Philosophy In The Octopus's Garden

Philosophy isn't natural science, that much is certain. But its relation to the sciences has been fraught — at least since science broke off from philosophy and became its own family of disciplines back in the 17th century.

The very features of natural science that are markers of its success — specialization, experiment, mathematical tools, progress — are absent, or take a very different form, in philosophy. My own view is that philosophical problems are not empirical or scientific ones, but that they live cheek by jowl with them. Philosophy and empirical science are in constant dialog and a laboratory is as good a place as a seminar room to engage philosophy.

Peter Godfrey-Smith, whose new book is my topic today, is not the first philosopher to go even farther afield than the laboratory in pursuit of nature's secrets. Daniel Dennett, to name one of Godfrey-Smith's avowed heroes, went to Kenya to study the vervet monkey in its natural habitat.

Still, I think it's worth pausing and taking delight in the stunning image of a philosopher descending the ocean blue in his quest to find other minds and to understand how they work!

Other Minds: The Octopus, The Sea, and The Deep Origins of Consciousness is not travelogue or tale of adventure in the great outdoors. It is a work of philosophy. There is no story, but there is an argument: Animal life is multi-cellular. Many hundreds of million years ago, "cells that were once organisms in their own right began to work as parts of larger units." But this required coordination. The means of exchange or mutual influence that had once enabled distinct unicellular individuals to communicate, or at least interact, were now deployed within the boundaries of the more complex multi-cellular beast. "Sensing and signaling between organisms gave rise to sensing and signaling within them," as the book notes. This, in turn, over evolutionary time, becomes the basis of the nervous system and, eventually, intelligence — and even consciousness itself.

[Set exercise] Translate into Spanish this sentence from the text on philosophy and the octopus: "Philosophy isn't natural science, that much is certain."

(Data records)
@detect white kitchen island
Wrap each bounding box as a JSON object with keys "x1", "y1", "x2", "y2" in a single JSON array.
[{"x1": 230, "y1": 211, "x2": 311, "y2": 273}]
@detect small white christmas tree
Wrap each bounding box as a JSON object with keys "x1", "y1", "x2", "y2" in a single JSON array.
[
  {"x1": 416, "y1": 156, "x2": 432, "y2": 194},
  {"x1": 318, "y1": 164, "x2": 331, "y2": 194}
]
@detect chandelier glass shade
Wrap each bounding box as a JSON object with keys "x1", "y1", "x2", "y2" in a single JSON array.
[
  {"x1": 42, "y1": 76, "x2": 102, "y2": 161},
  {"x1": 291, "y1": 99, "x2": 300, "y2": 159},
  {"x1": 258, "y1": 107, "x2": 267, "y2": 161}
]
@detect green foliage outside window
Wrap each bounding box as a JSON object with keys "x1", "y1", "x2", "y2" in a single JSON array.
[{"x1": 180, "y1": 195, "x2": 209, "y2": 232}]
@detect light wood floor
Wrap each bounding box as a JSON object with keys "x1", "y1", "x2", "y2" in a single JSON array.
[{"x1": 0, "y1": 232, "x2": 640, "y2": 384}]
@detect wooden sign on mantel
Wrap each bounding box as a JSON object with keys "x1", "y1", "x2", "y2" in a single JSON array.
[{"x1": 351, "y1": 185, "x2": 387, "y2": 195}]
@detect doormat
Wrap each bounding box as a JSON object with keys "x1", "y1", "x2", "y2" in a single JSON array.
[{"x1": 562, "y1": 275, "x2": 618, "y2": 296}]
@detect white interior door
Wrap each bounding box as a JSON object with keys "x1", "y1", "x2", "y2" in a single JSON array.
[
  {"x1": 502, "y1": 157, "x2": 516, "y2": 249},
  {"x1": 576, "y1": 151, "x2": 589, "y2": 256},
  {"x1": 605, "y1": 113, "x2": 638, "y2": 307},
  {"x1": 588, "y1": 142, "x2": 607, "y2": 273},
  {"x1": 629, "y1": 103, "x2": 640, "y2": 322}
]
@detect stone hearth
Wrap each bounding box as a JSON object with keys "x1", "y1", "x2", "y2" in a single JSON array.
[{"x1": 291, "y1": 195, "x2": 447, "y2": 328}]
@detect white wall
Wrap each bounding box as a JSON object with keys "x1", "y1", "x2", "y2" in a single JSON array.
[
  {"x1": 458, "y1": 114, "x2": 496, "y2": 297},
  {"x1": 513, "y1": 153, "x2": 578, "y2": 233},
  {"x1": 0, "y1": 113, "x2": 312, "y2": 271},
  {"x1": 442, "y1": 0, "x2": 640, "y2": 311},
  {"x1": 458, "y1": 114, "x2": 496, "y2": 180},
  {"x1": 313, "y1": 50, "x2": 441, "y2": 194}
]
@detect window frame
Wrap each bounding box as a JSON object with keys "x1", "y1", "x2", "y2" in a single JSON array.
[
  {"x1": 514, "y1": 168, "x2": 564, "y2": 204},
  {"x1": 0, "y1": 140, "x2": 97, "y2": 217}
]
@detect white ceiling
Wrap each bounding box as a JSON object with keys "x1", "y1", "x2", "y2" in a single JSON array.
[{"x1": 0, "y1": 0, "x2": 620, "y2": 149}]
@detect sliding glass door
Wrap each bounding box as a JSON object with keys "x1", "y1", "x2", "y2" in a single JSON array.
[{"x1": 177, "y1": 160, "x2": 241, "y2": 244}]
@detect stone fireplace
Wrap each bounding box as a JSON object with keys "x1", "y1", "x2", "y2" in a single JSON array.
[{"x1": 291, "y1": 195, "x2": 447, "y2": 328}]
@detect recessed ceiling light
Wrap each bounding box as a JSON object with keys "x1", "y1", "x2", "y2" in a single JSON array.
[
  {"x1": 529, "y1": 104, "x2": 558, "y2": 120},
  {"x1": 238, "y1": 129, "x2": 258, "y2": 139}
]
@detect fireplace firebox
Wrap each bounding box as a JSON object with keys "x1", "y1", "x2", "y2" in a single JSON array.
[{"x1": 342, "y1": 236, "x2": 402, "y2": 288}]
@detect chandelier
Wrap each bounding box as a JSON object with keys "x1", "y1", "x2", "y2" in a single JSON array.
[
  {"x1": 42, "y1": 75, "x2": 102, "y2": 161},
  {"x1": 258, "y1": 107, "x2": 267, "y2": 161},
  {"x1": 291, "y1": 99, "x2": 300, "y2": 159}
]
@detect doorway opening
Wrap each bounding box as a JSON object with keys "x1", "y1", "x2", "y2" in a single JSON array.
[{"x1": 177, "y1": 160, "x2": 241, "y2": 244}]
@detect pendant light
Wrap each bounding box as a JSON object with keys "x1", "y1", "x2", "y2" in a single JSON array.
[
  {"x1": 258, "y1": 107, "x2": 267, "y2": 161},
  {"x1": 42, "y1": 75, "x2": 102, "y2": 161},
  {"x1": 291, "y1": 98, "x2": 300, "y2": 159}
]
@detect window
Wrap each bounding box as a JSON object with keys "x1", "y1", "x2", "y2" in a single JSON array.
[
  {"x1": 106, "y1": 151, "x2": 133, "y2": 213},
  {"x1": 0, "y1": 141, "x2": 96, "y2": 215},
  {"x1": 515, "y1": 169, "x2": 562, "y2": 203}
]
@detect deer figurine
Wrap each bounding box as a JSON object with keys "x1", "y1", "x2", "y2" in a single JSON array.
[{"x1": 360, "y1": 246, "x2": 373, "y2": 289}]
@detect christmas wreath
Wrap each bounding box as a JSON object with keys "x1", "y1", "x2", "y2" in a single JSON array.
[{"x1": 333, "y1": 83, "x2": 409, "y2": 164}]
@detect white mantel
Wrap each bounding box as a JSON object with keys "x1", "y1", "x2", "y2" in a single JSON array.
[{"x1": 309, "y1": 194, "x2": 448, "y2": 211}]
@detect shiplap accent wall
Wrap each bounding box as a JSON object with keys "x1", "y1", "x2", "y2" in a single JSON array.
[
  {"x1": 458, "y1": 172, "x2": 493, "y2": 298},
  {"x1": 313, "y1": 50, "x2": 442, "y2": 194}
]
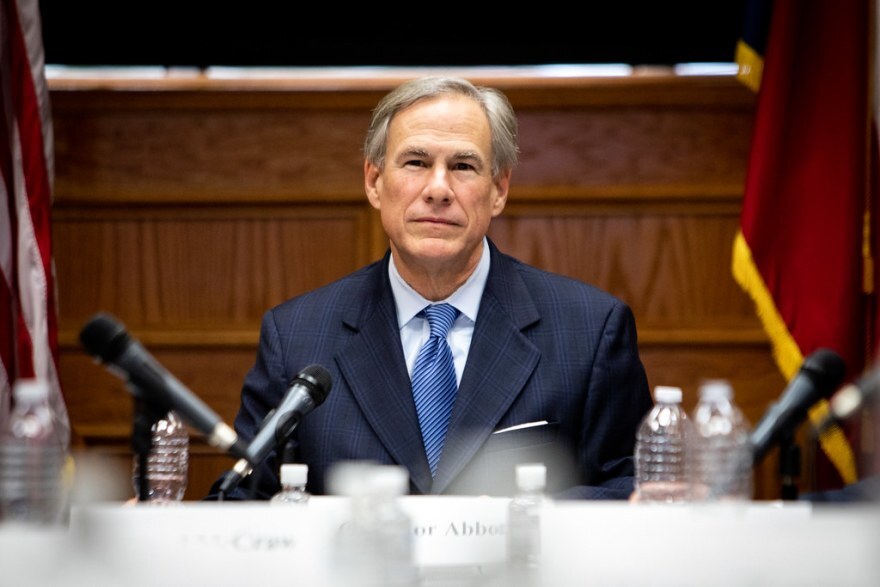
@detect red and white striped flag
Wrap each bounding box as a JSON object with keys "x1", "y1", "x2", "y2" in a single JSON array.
[
  {"x1": 733, "y1": 0, "x2": 880, "y2": 489},
  {"x1": 0, "y1": 0, "x2": 70, "y2": 439}
]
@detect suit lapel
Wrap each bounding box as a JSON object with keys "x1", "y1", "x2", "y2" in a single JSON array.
[
  {"x1": 336, "y1": 255, "x2": 432, "y2": 493},
  {"x1": 432, "y1": 245, "x2": 540, "y2": 493}
]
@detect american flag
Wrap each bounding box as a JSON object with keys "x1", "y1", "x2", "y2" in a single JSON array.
[{"x1": 0, "y1": 0, "x2": 70, "y2": 439}]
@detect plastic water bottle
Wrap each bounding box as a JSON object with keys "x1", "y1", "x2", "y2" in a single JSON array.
[
  {"x1": 132, "y1": 410, "x2": 189, "y2": 505},
  {"x1": 330, "y1": 462, "x2": 420, "y2": 587},
  {"x1": 507, "y1": 463, "x2": 547, "y2": 580},
  {"x1": 635, "y1": 385, "x2": 691, "y2": 503},
  {"x1": 0, "y1": 380, "x2": 68, "y2": 526},
  {"x1": 689, "y1": 380, "x2": 753, "y2": 501},
  {"x1": 269, "y1": 463, "x2": 311, "y2": 505}
]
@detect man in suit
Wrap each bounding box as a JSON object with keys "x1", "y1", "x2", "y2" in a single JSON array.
[{"x1": 214, "y1": 78, "x2": 652, "y2": 499}]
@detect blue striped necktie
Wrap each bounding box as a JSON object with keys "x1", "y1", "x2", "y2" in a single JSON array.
[{"x1": 412, "y1": 304, "x2": 458, "y2": 476}]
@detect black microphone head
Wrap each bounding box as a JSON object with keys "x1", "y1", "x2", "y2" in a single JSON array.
[
  {"x1": 290, "y1": 365, "x2": 333, "y2": 406},
  {"x1": 79, "y1": 313, "x2": 130, "y2": 363},
  {"x1": 801, "y1": 348, "x2": 846, "y2": 397}
]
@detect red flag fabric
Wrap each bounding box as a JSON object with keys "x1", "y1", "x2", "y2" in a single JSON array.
[
  {"x1": 732, "y1": 0, "x2": 878, "y2": 485},
  {"x1": 0, "y1": 0, "x2": 70, "y2": 439}
]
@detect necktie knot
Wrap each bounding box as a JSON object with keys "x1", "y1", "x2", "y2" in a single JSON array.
[
  {"x1": 412, "y1": 304, "x2": 458, "y2": 475},
  {"x1": 424, "y1": 304, "x2": 458, "y2": 338}
]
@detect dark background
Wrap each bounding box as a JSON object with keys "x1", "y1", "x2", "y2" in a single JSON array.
[{"x1": 40, "y1": 0, "x2": 747, "y2": 67}]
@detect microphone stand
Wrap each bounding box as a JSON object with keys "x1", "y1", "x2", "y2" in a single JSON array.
[
  {"x1": 131, "y1": 384, "x2": 168, "y2": 501},
  {"x1": 779, "y1": 432, "x2": 801, "y2": 501}
]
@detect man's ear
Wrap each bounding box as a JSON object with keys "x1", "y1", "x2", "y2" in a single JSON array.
[
  {"x1": 364, "y1": 161, "x2": 382, "y2": 210},
  {"x1": 492, "y1": 169, "x2": 511, "y2": 218}
]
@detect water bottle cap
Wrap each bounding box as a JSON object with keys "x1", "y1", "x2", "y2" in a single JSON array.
[
  {"x1": 12, "y1": 379, "x2": 49, "y2": 403},
  {"x1": 369, "y1": 465, "x2": 409, "y2": 495},
  {"x1": 654, "y1": 385, "x2": 682, "y2": 404},
  {"x1": 281, "y1": 463, "x2": 309, "y2": 485},
  {"x1": 516, "y1": 463, "x2": 547, "y2": 491},
  {"x1": 700, "y1": 379, "x2": 733, "y2": 401}
]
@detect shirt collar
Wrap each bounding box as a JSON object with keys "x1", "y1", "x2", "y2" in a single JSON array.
[{"x1": 388, "y1": 237, "x2": 489, "y2": 328}]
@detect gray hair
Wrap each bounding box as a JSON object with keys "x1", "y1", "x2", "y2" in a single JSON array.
[{"x1": 364, "y1": 77, "x2": 519, "y2": 177}]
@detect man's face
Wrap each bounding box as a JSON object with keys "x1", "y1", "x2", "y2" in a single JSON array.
[{"x1": 364, "y1": 95, "x2": 510, "y2": 274}]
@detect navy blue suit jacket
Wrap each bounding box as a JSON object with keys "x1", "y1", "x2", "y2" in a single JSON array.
[{"x1": 215, "y1": 242, "x2": 652, "y2": 499}]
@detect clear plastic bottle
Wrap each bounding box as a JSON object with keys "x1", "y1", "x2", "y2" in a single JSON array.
[
  {"x1": 689, "y1": 379, "x2": 753, "y2": 502},
  {"x1": 269, "y1": 463, "x2": 311, "y2": 505},
  {"x1": 507, "y1": 463, "x2": 548, "y2": 580},
  {"x1": 635, "y1": 385, "x2": 691, "y2": 503},
  {"x1": 0, "y1": 379, "x2": 68, "y2": 525},
  {"x1": 132, "y1": 410, "x2": 189, "y2": 505},
  {"x1": 330, "y1": 462, "x2": 420, "y2": 587}
]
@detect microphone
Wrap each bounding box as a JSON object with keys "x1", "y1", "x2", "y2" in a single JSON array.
[
  {"x1": 816, "y1": 367, "x2": 880, "y2": 433},
  {"x1": 749, "y1": 348, "x2": 846, "y2": 464},
  {"x1": 79, "y1": 313, "x2": 248, "y2": 464},
  {"x1": 220, "y1": 365, "x2": 332, "y2": 494}
]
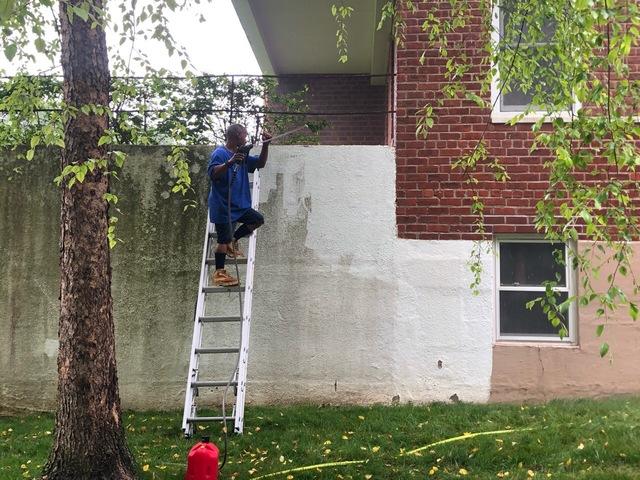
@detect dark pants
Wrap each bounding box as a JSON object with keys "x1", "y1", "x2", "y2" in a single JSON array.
[{"x1": 216, "y1": 208, "x2": 264, "y2": 244}]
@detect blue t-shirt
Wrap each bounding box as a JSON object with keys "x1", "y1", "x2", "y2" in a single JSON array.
[{"x1": 207, "y1": 147, "x2": 258, "y2": 223}]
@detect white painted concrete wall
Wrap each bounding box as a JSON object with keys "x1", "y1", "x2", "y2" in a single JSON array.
[
  {"x1": 0, "y1": 146, "x2": 493, "y2": 411},
  {"x1": 249, "y1": 146, "x2": 493, "y2": 403}
]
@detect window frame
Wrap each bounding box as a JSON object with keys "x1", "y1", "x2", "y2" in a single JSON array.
[
  {"x1": 491, "y1": 1, "x2": 582, "y2": 123},
  {"x1": 493, "y1": 236, "x2": 578, "y2": 347}
]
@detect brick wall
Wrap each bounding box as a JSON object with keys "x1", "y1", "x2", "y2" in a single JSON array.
[
  {"x1": 396, "y1": 3, "x2": 560, "y2": 239},
  {"x1": 279, "y1": 75, "x2": 387, "y2": 145}
]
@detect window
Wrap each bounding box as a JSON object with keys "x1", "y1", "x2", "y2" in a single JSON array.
[
  {"x1": 491, "y1": 0, "x2": 578, "y2": 122},
  {"x1": 496, "y1": 239, "x2": 576, "y2": 342}
]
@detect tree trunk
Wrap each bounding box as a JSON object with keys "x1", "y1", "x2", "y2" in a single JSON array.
[{"x1": 44, "y1": 0, "x2": 136, "y2": 480}]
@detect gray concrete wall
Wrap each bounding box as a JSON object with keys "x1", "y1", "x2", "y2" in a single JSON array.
[{"x1": 0, "y1": 146, "x2": 492, "y2": 411}]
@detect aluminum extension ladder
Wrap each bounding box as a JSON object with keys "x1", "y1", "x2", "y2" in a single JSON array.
[{"x1": 182, "y1": 170, "x2": 260, "y2": 437}]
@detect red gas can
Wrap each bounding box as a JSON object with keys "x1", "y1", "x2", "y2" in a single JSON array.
[{"x1": 184, "y1": 437, "x2": 220, "y2": 480}]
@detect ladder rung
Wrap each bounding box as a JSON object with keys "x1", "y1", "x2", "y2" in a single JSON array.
[
  {"x1": 205, "y1": 257, "x2": 247, "y2": 265},
  {"x1": 187, "y1": 415, "x2": 233, "y2": 423},
  {"x1": 202, "y1": 285, "x2": 244, "y2": 293},
  {"x1": 196, "y1": 348, "x2": 240, "y2": 353},
  {"x1": 191, "y1": 380, "x2": 238, "y2": 388},
  {"x1": 198, "y1": 317, "x2": 242, "y2": 323}
]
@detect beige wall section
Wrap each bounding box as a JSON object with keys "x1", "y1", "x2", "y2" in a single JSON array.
[{"x1": 490, "y1": 243, "x2": 640, "y2": 402}]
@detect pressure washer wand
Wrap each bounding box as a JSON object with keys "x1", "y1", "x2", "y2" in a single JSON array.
[{"x1": 251, "y1": 123, "x2": 309, "y2": 148}]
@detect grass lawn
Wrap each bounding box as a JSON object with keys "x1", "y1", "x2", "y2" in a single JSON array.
[{"x1": 0, "y1": 398, "x2": 640, "y2": 480}]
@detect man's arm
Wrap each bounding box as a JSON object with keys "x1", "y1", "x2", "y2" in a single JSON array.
[{"x1": 211, "y1": 153, "x2": 245, "y2": 181}]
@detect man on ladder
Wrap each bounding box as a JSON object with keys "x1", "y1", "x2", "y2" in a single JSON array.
[{"x1": 207, "y1": 124, "x2": 271, "y2": 287}]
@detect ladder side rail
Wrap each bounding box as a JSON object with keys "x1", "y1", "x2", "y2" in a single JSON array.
[
  {"x1": 182, "y1": 216, "x2": 212, "y2": 436},
  {"x1": 234, "y1": 170, "x2": 260, "y2": 433}
]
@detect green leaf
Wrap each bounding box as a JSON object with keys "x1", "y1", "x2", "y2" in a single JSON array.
[
  {"x1": 4, "y1": 43, "x2": 18, "y2": 61},
  {"x1": 600, "y1": 343, "x2": 609, "y2": 358},
  {"x1": 34, "y1": 37, "x2": 47, "y2": 52},
  {"x1": 0, "y1": 0, "x2": 16, "y2": 21}
]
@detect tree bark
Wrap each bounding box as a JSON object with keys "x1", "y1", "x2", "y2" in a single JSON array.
[{"x1": 44, "y1": 0, "x2": 136, "y2": 480}]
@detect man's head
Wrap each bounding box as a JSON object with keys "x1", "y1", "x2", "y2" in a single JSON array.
[{"x1": 226, "y1": 123, "x2": 248, "y2": 149}]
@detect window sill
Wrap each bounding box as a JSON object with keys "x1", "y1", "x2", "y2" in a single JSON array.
[
  {"x1": 491, "y1": 112, "x2": 572, "y2": 124},
  {"x1": 493, "y1": 340, "x2": 580, "y2": 350}
]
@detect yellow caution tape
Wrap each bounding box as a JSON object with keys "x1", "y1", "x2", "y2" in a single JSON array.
[
  {"x1": 400, "y1": 427, "x2": 537, "y2": 456},
  {"x1": 251, "y1": 460, "x2": 369, "y2": 480},
  {"x1": 252, "y1": 427, "x2": 538, "y2": 480}
]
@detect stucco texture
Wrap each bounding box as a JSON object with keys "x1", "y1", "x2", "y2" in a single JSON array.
[{"x1": 0, "y1": 146, "x2": 492, "y2": 410}]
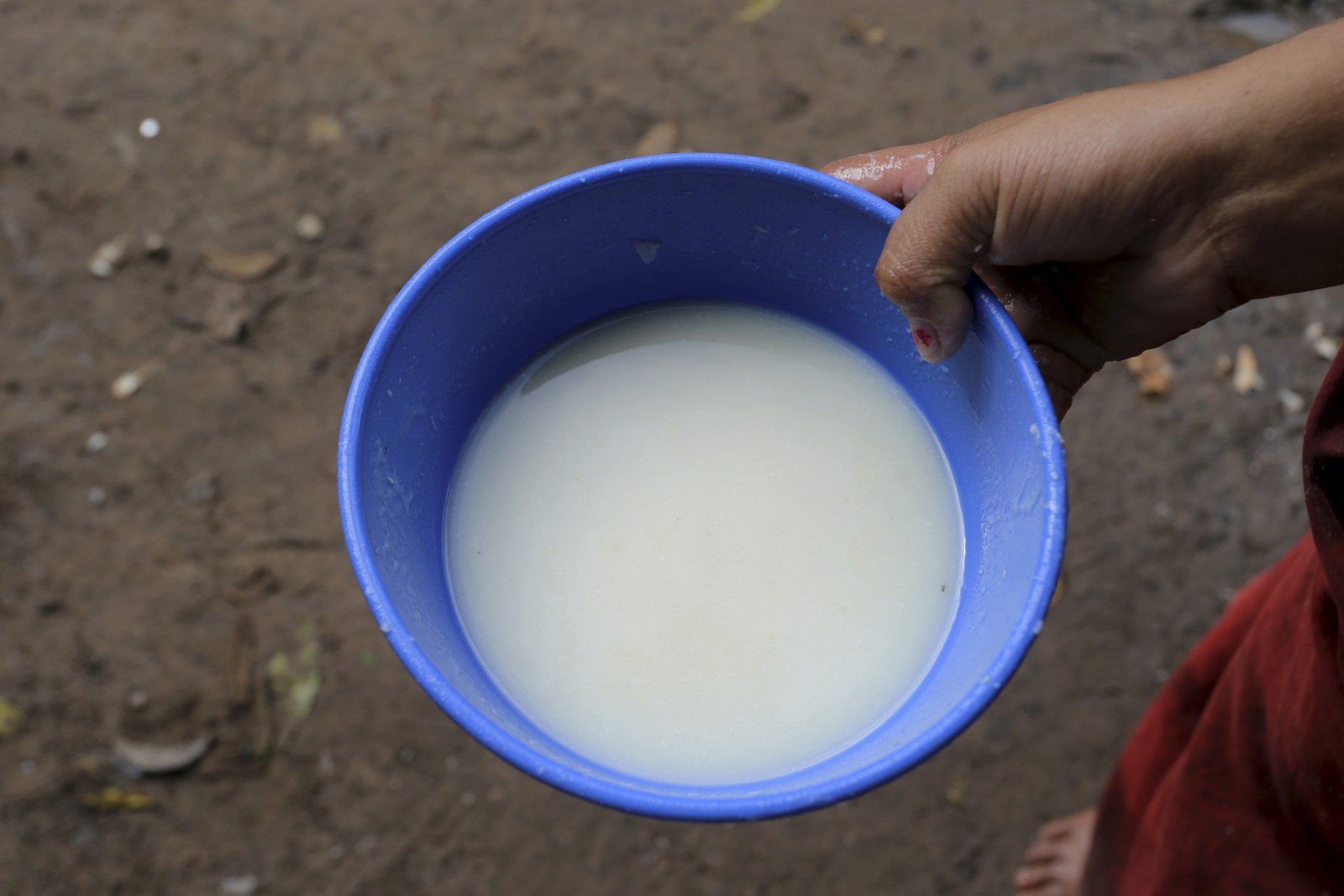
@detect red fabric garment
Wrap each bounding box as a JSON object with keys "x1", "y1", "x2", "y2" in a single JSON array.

[Exercise answer] La filosofía no es ciencia natural, eso es seguro.